*STORED DATA*.
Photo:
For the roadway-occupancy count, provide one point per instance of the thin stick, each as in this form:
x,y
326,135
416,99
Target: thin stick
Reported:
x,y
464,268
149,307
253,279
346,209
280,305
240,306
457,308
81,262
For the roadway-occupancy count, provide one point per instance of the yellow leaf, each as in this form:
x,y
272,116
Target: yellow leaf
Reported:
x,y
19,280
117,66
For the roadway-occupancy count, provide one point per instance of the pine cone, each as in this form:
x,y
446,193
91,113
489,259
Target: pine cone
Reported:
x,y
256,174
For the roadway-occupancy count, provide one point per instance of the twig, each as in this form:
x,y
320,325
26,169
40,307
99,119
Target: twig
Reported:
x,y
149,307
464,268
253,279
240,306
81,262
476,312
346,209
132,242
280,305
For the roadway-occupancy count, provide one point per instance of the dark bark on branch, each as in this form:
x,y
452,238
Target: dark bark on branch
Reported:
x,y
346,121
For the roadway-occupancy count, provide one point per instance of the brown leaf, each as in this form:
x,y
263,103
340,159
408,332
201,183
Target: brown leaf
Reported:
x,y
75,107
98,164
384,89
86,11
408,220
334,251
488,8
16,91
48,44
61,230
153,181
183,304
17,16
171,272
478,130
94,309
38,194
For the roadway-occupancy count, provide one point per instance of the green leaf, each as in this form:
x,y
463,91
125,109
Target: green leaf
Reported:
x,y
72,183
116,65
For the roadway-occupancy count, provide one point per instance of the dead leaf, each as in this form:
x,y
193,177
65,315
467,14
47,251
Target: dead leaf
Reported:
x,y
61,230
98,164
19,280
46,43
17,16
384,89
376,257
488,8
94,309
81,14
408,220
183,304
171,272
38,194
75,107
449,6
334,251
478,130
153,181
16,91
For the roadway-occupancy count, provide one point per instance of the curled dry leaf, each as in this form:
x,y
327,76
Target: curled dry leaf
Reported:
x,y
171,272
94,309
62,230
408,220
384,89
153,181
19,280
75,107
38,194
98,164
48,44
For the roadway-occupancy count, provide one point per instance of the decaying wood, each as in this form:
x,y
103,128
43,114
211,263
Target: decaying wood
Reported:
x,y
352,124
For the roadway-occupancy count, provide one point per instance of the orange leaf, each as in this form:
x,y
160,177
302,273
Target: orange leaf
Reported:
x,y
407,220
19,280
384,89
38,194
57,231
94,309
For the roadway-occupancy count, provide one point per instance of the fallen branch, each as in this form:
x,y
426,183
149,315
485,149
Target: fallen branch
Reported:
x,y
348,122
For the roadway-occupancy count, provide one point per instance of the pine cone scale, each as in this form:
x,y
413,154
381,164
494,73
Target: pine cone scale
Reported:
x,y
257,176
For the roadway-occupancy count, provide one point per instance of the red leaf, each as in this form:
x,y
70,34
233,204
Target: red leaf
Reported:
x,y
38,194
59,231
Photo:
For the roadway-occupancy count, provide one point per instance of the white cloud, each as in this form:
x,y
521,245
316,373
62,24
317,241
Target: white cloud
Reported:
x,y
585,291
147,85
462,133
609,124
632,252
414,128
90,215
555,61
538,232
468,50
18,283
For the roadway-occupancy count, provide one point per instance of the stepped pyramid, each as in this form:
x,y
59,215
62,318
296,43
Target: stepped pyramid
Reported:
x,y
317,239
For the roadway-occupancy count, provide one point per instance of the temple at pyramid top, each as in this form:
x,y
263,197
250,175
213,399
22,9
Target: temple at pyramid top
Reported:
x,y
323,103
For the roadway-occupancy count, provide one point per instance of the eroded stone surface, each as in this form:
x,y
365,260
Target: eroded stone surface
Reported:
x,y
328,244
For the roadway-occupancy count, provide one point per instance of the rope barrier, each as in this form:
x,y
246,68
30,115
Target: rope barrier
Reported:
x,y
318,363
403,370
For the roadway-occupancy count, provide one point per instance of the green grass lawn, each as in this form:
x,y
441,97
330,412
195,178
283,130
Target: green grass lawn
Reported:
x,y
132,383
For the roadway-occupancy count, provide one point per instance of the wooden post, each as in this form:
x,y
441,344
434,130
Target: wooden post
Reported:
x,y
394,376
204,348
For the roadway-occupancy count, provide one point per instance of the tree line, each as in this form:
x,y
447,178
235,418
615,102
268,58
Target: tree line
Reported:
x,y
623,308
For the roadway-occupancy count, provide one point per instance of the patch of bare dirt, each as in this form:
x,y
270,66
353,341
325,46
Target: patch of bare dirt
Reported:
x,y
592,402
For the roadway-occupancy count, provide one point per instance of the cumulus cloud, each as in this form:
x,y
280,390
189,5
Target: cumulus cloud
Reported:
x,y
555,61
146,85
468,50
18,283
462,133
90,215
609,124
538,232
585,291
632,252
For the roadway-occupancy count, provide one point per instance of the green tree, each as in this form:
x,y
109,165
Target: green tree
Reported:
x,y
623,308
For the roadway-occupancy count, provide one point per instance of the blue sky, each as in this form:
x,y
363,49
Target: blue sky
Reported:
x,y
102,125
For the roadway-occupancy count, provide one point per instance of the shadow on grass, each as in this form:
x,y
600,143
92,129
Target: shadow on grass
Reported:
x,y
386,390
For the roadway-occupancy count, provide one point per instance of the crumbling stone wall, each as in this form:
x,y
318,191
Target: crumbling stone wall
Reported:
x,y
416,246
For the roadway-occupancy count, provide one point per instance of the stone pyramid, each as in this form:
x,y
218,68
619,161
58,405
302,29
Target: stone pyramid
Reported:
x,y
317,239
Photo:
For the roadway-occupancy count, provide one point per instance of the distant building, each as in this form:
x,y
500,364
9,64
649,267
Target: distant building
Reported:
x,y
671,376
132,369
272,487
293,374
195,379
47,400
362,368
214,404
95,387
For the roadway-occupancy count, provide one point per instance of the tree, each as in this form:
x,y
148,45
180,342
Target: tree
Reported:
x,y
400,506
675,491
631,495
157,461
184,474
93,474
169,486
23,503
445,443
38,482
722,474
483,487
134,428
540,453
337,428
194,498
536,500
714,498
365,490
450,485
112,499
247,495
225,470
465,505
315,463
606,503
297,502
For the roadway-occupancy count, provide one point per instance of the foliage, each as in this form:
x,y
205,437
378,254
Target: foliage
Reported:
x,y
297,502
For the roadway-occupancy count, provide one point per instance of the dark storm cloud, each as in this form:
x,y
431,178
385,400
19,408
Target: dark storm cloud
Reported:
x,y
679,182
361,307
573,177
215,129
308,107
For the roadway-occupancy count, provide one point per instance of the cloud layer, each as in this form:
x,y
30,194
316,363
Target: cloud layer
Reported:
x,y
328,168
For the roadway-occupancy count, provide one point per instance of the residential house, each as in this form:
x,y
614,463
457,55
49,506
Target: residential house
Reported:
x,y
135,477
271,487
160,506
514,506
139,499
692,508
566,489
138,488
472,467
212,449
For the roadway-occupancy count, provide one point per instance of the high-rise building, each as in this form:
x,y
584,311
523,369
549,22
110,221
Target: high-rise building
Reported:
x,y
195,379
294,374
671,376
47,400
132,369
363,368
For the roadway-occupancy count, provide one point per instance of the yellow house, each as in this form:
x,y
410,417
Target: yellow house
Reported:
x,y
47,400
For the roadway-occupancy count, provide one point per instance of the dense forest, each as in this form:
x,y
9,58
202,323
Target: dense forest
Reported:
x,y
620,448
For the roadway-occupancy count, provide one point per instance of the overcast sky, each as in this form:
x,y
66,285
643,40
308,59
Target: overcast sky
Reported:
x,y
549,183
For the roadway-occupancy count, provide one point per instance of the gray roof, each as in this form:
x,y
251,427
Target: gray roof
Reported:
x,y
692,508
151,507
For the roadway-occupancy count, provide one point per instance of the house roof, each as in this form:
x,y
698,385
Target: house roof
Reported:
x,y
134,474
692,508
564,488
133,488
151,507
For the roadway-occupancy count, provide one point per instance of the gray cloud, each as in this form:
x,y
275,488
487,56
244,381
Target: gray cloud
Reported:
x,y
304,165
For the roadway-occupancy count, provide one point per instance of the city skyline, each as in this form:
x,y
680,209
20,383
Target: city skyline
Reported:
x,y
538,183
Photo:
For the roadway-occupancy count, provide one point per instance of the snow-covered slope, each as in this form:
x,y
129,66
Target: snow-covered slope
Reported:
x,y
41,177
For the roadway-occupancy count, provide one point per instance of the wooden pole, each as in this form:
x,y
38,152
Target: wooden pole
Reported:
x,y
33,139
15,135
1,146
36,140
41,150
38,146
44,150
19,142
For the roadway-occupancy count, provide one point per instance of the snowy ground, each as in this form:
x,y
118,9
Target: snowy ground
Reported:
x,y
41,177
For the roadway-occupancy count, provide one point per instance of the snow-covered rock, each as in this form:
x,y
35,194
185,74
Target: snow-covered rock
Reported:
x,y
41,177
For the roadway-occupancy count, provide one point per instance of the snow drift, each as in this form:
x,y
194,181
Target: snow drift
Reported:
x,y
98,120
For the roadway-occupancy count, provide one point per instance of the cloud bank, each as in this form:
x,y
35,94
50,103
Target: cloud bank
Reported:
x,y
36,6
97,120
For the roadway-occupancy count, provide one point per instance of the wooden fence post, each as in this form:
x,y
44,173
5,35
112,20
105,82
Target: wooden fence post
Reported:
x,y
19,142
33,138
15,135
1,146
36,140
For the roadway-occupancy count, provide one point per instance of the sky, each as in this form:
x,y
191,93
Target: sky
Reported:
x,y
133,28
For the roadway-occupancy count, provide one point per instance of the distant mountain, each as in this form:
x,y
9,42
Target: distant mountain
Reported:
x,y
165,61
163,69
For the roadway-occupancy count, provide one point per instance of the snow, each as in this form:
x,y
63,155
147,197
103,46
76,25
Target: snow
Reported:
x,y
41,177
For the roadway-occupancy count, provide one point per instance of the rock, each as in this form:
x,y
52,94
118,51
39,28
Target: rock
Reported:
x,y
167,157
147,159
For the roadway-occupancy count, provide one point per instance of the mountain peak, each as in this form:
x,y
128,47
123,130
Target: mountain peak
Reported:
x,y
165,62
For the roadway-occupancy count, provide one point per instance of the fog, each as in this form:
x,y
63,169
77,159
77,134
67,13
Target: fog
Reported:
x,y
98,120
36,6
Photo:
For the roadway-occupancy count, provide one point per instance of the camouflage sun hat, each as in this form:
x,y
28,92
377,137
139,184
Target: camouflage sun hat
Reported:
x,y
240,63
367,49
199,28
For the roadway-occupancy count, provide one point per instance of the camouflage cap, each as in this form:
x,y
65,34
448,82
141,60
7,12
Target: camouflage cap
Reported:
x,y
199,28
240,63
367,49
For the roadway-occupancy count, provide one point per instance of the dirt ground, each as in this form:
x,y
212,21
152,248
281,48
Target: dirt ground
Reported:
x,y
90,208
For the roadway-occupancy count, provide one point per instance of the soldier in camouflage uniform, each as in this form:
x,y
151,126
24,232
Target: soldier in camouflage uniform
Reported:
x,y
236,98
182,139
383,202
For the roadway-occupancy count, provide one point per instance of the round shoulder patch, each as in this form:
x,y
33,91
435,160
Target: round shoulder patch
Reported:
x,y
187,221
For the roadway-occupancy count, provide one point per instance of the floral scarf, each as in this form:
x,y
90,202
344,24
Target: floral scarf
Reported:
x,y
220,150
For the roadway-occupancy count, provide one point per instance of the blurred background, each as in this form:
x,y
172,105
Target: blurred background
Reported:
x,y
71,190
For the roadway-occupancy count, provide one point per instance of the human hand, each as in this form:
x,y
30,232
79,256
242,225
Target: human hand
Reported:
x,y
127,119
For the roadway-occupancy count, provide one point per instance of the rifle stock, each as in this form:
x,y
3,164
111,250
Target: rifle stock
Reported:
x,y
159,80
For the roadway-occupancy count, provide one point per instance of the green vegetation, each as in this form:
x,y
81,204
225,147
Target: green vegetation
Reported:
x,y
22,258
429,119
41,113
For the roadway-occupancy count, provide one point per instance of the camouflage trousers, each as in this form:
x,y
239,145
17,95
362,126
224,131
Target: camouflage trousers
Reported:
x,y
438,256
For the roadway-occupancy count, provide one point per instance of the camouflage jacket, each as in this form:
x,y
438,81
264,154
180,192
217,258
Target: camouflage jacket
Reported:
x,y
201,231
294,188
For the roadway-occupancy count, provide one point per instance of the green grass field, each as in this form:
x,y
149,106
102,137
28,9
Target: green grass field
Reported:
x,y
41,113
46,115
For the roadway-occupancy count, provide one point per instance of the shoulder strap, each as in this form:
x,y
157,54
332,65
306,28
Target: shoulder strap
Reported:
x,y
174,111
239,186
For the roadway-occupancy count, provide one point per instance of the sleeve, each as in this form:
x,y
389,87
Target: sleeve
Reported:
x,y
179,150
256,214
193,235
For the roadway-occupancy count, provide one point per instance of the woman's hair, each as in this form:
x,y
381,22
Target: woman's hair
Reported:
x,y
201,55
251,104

*DIRECTIONS*.
Write out again, exactly, the lines from the one holding "grass field, each" through the end of the listing, with both ends included.

*IN RESPONSE*.
For the roadway-occupancy count, provide one point per instance of the green grass field, each as in this form:
x,y
149,106
102,137
28,9
Target: green grass field
Reported:
x,y
41,113
46,115
For the roadway-occupancy count, provide one point per instance of the shoulder strap, each as in this form:
x,y
157,54
332,65
306,28
Target: shoulder strap
Reported:
x,y
174,111
239,186
For the roadway-occupancy count, provide one point per instance of the sleeve, each as in this form:
x,y
389,87
Target: sleeve
Reported:
x,y
179,150
256,214
193,235
For the roadway-occupancy count, provide one point per instance of the woman's hair, each as in this form:
x,y
381,22
Target: woman's hair
Reported:
x,y
201,55
251,104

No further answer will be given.